[ 
https://issues.apache.org/jira/browse/PHOENIX-4544?page=com.atlassian.jira.plugin.system.issuetabpanels:comment-tabpanel&focusedCommentId=16710545#comment-16710545
 ] 

Karan Mehta commented on PHOENIX-4544:
--------------------------------------

[[email protected]] Referring to this code from MetaDataClient.java file, which 
you modified as a part of this patch. 
{code:java}
for (PTable index : table.getIndexes()) {
    // If the table is a view, then we will end up calling update stats
    // here for all the view indexes on it. We take care of local indexes later.

### PROVIDED MATERIAL
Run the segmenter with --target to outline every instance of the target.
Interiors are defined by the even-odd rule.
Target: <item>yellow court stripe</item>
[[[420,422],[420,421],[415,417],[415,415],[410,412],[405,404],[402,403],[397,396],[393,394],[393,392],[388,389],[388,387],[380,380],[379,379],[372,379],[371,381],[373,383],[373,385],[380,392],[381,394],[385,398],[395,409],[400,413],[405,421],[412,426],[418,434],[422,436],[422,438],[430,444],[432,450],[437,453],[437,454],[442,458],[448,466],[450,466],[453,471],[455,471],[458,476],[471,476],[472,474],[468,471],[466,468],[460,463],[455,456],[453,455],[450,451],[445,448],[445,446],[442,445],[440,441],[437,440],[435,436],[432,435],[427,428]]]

### REQUEST
Write out, character for character, the part of the PHOENIX-4544 comment that opens with the words "[[email protected]] Referring to this" and closes with "local indexes later.".

### SOLUTION TO THE PROBLEM
[[email protected]] Referring to this code from MetaDataClient.java file, which 
you modified as a part of this patch. 
{code:java}
for (PTable index : table.getIndexes()) {
    // If the table is a view, then we will end up calling update stats
    // here for all the view indexes on it. We take care of local indexes later.